Annotation data for object locations

=======

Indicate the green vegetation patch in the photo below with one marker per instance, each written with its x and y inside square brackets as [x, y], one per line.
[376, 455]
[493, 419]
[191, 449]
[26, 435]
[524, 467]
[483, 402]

=======

### WHAT THIS TASK INVOLVES
Copy every row above verbatim, changing nothing.

### TASK RESULT
Indicate the green vegetation patch in the photo below with one marker per instance, each written with its x and y inside square brackets as [x, y], one per line.
[376, 455]
[493, 419]
[191, 449]
[26, 435]
[524, 467]
[483, 402]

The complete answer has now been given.